Question from Philadelphia, Pennsylvania, USA:

I am a 36 year old male who was diagnosed with type 2 diabetes about two months ago when my blood sugar was 672 mg/dl [37.3 mmol/L], and I had urine ketones. Since then, I have been on twice daily mixed insulin kept my blood sugar in the 130-180 range for the first few weeks. However, for the past two weeks, I have been having a lot of lows even though my doctor lowered my evening dose.

Two nights ago, I missed my insulin dose, and my blood sugar was 107 mg/dl [37.3 mmol/L] in the morning. I didn’t take my insulin that morning, and by the evening I was 98 mg/dl [5.4 mmol/L]. I didn’t take it again that evening, and it was 103 mg/dl [5.7 mmol/L] when I woke up this morning. I still haven’t taken it, and I just checked my sugar which was 89 mg/dl [4.9 mmol/L].

Is this normal for someone with type 2 diabetes? Is there any chance I could have type 1 even though my doctors told me my age precludes that? I read about the honeymoon and wondered if something like that could be happening to me, or could my diabetes have simply come under control.

I have been less strict with my diet and exercise, so I don’t believe my control is responsible for the sudden change, and I am not taking any other medication for my diabetes. I am confused about what to do next and want to see an endocrinologist, but my family doctor feels that isn’t necessary. I’m not comfortable with my doctor taking care of my diabetes because I am not getting direct answers to my questions (like do I type 1 or type 2). He wasn’t sure, but told me my age automatically makes me type 2, regardless of any other indicators. He also told me that I’m better off staying a little high as opposed to going low, which is the opposite of what the doctors at the hospital told me. I’m almost afraid to ask him what I should do now because I don’t trust his answers. Am I just expecting too much from my doctor? I always liked him as my doctor, but I guess I don’t feel comfortable with his indifference towards my diabetes. I assumed he was supposed to run that blood glucose test by now, but he doesn’t seem too much in a rush. Now, I’m afraid to take my insulin until I talk to someone, because hypoglycemia is not pleasant and if I take my usual dose with an 89 mg/dl [4.9 mmol/L] glucose level, I will surely dip low. Could you give me any advice on what I should do or what to look out for?


From: DTeam Staff

I am not sure if you have type 1 or type 2 diabetes. It is possible for patients with type 1 diabetes to go through a honeymoon phase where no insulin is required. This results from the recovery of the remaining beta cells left functioning. The honeymoon phase lasts for a variable period of time., usually lasting weeks and not months. Individuals with type 2 diabetes can have significant improvement in their blood sugars after the blood sugars are lowered back into the normal range.

As you can see by this description, your presentation is not specific for type 1 or type 2 diabetes. In order to be more sure about your diagnosis, you should have further testing. The tests should include markers for type 1 diabetes, also known as antibody levels. Also, evaluation over time will help.

An additional issue is your relationship with your primary physician. I would suggest you either speak to him/her or decide on another physician. Your need to have your questions answered may exceed your personal relationship with physician. However, I would talk first. It may turn out that you can reach a solution acceptable to both of you.


[Editor’s comment: The issue of whether to see a specialist is sometimes clouded by finances (who will pay for the specialist — you, your insurance, or indeed in some HMOs, the primary physician), egos, and concepts like patients’ rights. I never saw the harm in getting a second opinion when a patient asks for one, and would encourage you to find a physician who is willing to spend the time to get your questions answered. After all, it’s your diabetes, and your life, that are at stake here.

**RECORD SET:**
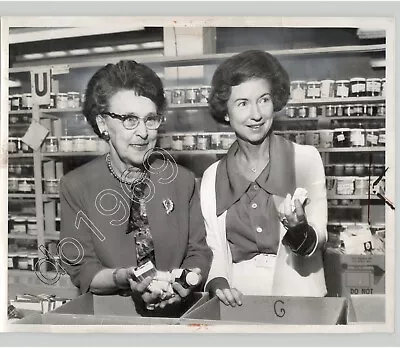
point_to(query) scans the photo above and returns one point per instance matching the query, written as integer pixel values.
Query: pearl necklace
(115, 175)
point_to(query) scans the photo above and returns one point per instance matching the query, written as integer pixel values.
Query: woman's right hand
(230, 297)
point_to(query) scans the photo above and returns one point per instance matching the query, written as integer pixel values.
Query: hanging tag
(35, 135)
(40, 86)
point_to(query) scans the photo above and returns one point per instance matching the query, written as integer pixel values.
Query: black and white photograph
(200, 174)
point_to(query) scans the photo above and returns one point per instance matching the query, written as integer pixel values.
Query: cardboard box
(364, 309)
(270, 310)
(354, 274)
(90, 309)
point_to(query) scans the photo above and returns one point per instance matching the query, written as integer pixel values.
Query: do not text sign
(40, 86)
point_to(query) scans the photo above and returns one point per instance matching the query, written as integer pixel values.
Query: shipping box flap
(275, 310)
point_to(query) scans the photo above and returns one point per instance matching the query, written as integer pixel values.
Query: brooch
(168, 205)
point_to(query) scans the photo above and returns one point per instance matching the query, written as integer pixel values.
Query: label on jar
(189, 141)
(313, 92)
(340, 137)
(373, 86)
(342, 91)
(358, 87)
(372, 139)
(177, 144)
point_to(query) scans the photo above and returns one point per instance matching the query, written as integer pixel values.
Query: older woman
(263, 243)
(128, 207)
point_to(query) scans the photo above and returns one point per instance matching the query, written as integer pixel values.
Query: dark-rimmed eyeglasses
(130, 122)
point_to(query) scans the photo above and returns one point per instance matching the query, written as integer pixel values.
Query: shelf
(21, 195)
(20, 236)
(353, 149)
(349, 100)
(205, 59)
(71, 154)
(20, 155)
(361, 197)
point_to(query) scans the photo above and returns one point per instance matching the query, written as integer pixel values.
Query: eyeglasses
(131, 121)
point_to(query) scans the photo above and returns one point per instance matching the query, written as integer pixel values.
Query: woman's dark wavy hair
(126, 74)
(242, 67)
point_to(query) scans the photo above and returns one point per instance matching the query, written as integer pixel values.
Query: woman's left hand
(288, 217)
(180, 292)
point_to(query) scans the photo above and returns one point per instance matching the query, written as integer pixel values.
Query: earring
(105, 135)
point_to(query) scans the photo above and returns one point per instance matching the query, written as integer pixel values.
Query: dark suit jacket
(94, 219)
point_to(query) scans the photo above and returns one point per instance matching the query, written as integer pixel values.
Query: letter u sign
(40, 86)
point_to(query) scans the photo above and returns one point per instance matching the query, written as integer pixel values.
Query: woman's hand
(290, 218)
(230, 297)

**WHAT IS NEEDED:** Decide whether each statement agrees with the diabetes question and reply. Answer yes or no for each, and quote the deciding words. (a) The reply says the honeymoon phase usually lasts months rather than weeks. (b) The reply says further testing should include antibody levels. (c) The family doctor told the writer it is better to run a little high than to go low.

**RESULT OF THE EXERCISE:**
(a) No: "usually lasting weeks and not months."
(b) Yes: "The tests should include markers for type 1 diabetes, also known as antibody levels."
(c) Yes: "He also told me that I’m better off staying a little high as opposed to going low"